- **ASSIGNED TASK**
The expected output is the full data, repeated exactly, without pictures.

Saved entries
== Segment start ==

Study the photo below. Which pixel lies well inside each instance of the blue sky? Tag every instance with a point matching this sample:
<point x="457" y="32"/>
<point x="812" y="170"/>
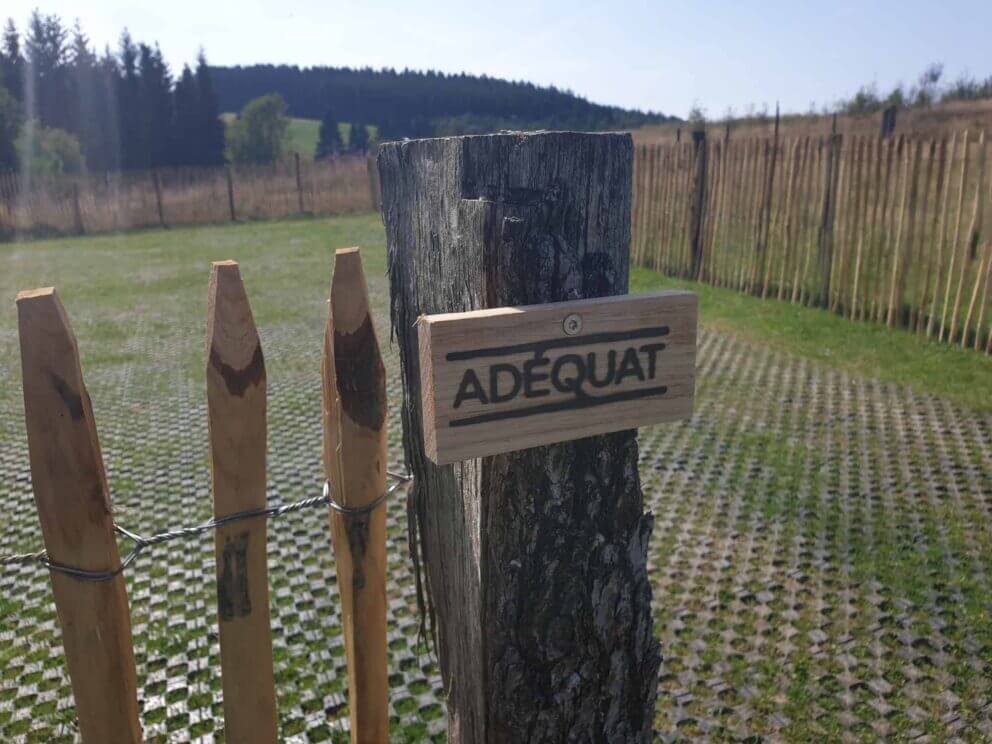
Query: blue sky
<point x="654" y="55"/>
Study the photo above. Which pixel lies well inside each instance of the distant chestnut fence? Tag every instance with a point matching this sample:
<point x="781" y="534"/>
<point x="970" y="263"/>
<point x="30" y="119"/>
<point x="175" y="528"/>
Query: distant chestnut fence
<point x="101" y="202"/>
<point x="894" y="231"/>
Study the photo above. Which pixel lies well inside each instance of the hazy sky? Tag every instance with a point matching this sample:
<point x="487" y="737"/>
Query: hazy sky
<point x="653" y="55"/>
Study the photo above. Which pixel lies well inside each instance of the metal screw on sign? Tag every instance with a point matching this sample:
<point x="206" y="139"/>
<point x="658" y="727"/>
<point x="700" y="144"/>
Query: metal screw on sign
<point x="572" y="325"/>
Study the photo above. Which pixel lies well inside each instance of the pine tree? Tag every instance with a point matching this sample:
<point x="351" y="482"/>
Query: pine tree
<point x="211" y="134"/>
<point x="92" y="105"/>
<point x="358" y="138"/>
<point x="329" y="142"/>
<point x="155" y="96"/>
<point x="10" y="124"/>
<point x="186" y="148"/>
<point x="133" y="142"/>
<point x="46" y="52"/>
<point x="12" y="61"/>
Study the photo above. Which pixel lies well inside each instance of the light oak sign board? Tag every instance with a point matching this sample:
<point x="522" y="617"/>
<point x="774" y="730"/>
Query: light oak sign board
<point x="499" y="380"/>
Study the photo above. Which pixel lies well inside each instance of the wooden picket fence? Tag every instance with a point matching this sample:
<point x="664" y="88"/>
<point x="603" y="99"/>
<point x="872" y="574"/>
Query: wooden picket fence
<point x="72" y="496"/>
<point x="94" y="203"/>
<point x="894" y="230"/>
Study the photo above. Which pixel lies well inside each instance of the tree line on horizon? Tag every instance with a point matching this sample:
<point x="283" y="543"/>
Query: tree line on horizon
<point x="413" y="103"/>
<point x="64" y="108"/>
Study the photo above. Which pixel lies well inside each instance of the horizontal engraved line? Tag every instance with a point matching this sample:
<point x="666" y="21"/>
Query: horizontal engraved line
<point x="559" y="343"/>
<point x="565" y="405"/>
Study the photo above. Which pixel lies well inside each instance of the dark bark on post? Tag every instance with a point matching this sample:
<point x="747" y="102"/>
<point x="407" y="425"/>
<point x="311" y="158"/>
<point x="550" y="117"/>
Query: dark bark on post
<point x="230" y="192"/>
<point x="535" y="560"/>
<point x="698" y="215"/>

== Segment end ==

- **SOLUTION**
Study the photo below. Which pixel lies well inside each instance of the blue sky? Tag every instance with a point matching this sample:
<point x="457" y="32"/>
<point x="812" y="170"/>
Query: blue sky
<point x="654" y="55"/>
Study the photo above. Which pixel lies well inside each instance of the distant chestnut fence? Tag every instance with a point matching this sample:
<point x="781" y="534"/>
<point x="970" y="263"/>
<point x="30" y="119"/>
<point x="175" y="528"/>
Query: distant chestnut fence
<point x="101" y="202"/>
<point x="894" y="231"/>
Study the photo above. Which pixel lies well inside each instance of the hazy sky? Tag every instance with a point matching this sample:
<point x="487" y="737"/>
Query: hazy sky
<point x="653" y="55"/>
Study the photo above. Which pixel lies well inside each instance of the metal screw on sign? Tag every instance with a point matching this sample:
<point x="206" y="139"/>
<point x="658" y="727"/>
<point x="700" y="144"/>
Query: metal screw on sign
<point x="572" y="325"/>
Study the photo above. Which pixel lies well inside each instance of the pine tree? Tag every instance with a point matching this sample:
<point x="351" y="482"/>
Query: pine tree
<point x="211" y="134"/>
<point x="92" y="105"/>
<point x="358" y="138"/>
<point x="329" y="142"/>
<point x="155" y="96"/>
<point x="10" y="124"/>
<point x="186" y="148"/>
<point x="133" y="142"/>
<point x="46" y="52"/>
<point x="12" y="61"/>
Study the photo above. Which pixel lies well inside each instance of the light oak sign board? Tag every instance with a point matching this sample:
<point x="522" y="617"/>
<point x="774" y="730"/>
Query: light oak sign board
<point x="499" y="380"/>
Study the photo above. Which pixel lies well inside each instance of the wooden picket fence? Tag every instance with a point matching this sample:
<point x="664" y="88"/>
<point x="603" y="99"/>
<point x="872" y="574"/>
Query: wooden picket fence
<point x="72" y="496"/>
<point x="94" y="203"/>
<point x="894" y="230"/>
Study the photo above. Which pixel lies well inside each instance of the tree line on horizon? Tag every instance with a point matching this sample:
<point x="283" y="543"/>
Query: tree line on horizon
<point x="413" y="103"/>
<point x="64" y="108"/>
Study the photo above. Which pixel lies well inside each instance of the horizontal engraved line? Tag every instance with a point matching this sample:
<point x="666" y="21"/>
Query: horizontal engraved line
<point x="559" y="343"/>
<point x="565" y="405"/>
Study the photo above. Which pixel lies well inside each instance of the dark bark on post? Tag every instance with a point matching this sample:
<point x="747" y="102"/>
<point x="407" y="425"/>
<point x="311" y="158"/>
<point x="550" y="117"/>
Query: dark bark on post
<point x="230" y="192"/>
<point x="535" y="560"/>
<point x="698" y="215"/>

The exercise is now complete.